▸ **GOAL**: Which lines in the items below contain the word "parked"? Copy each of those lines in full.

▸ **MATERIAL**:
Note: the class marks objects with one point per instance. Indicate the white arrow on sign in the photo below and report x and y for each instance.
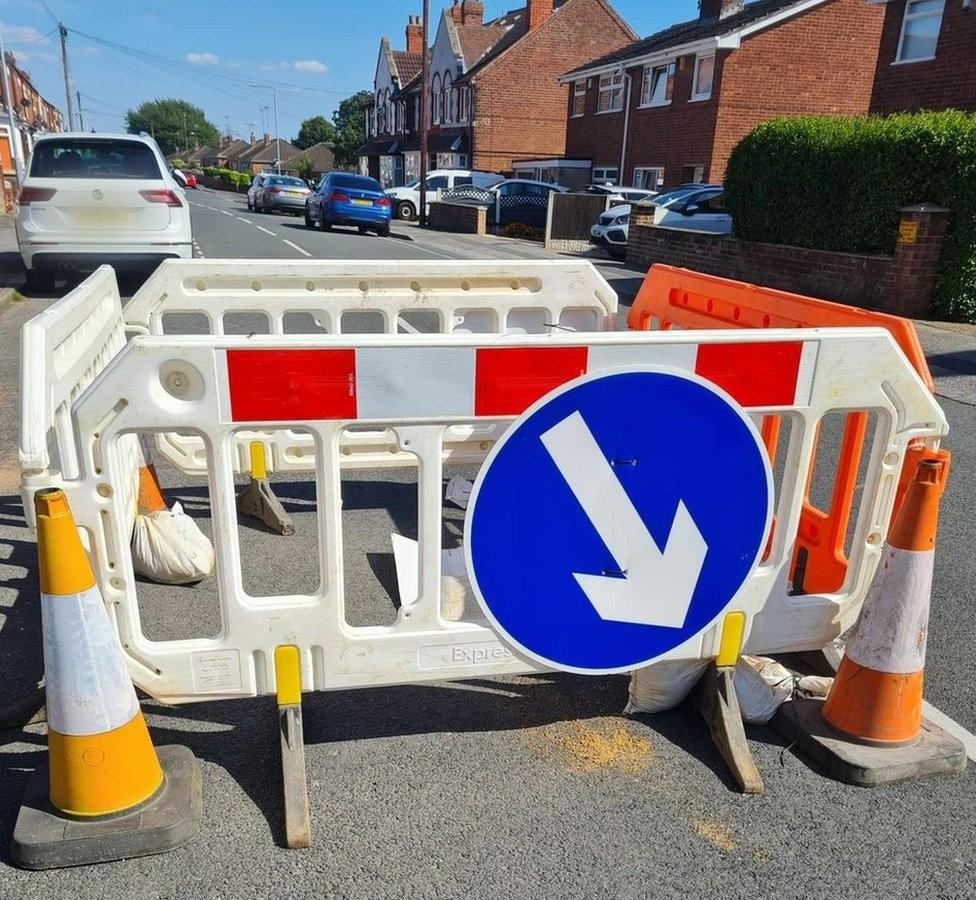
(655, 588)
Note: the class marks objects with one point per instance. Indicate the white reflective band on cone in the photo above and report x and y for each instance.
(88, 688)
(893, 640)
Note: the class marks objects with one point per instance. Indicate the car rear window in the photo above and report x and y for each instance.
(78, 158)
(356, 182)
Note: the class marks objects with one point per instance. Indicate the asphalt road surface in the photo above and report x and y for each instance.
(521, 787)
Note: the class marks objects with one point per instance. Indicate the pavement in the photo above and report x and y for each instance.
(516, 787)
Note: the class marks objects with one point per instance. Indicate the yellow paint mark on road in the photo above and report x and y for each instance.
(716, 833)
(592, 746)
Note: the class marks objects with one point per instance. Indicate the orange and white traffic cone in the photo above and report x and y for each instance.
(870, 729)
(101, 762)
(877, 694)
...
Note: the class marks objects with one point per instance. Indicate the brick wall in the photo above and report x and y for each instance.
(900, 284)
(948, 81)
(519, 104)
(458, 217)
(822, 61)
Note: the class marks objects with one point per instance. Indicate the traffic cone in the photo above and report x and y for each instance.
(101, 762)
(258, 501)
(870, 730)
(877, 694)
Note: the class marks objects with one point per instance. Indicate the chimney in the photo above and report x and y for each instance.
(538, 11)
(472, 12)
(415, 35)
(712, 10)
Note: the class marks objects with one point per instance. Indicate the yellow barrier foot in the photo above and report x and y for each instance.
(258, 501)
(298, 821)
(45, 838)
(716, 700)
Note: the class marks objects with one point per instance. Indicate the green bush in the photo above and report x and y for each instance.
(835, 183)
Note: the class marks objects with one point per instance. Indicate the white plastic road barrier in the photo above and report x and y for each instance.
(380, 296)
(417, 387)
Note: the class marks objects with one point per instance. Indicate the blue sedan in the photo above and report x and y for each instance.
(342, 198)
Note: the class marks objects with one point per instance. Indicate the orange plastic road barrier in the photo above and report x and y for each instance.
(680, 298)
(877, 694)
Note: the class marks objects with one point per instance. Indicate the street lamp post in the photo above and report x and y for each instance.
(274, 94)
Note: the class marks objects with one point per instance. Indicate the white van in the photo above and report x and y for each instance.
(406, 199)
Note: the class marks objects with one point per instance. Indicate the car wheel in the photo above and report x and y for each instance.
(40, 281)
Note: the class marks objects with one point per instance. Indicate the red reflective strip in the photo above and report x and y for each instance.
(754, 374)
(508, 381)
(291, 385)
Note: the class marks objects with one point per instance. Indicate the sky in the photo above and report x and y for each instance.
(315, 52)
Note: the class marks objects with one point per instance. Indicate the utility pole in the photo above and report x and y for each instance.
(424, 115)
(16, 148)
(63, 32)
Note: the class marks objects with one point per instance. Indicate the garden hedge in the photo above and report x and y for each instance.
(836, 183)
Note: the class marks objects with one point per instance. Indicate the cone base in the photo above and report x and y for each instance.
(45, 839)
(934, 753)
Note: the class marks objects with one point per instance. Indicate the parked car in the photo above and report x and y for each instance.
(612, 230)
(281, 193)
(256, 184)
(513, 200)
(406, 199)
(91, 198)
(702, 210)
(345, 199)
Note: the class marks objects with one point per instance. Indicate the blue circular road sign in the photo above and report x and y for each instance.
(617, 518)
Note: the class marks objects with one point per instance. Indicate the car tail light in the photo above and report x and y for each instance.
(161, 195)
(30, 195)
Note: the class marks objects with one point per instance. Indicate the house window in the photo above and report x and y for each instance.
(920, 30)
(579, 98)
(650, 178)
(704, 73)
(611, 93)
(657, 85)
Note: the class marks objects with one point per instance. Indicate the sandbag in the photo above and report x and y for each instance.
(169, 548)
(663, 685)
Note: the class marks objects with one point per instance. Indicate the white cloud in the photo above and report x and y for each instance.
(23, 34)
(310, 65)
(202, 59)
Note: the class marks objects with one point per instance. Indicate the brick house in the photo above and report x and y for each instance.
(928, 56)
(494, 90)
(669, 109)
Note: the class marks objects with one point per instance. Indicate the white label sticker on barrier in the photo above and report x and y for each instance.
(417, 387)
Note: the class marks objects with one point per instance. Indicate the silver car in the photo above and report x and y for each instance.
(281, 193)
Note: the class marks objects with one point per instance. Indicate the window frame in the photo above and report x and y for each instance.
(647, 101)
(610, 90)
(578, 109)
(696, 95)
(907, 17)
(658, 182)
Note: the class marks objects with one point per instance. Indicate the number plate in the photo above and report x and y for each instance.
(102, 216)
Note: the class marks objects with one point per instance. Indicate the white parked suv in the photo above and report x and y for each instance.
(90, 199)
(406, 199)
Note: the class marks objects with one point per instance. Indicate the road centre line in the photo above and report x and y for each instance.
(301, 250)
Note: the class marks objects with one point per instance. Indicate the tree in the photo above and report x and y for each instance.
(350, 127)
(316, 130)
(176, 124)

▸ **CORRECT ANSWER**:
Note: the class marks objects with one point per instance. Indicate the parked car in the photo above and report x and y for each instance.
Note: the class marks objects with one point per instance. Indicate the white parked suv in the photo above and report x and y for each instance.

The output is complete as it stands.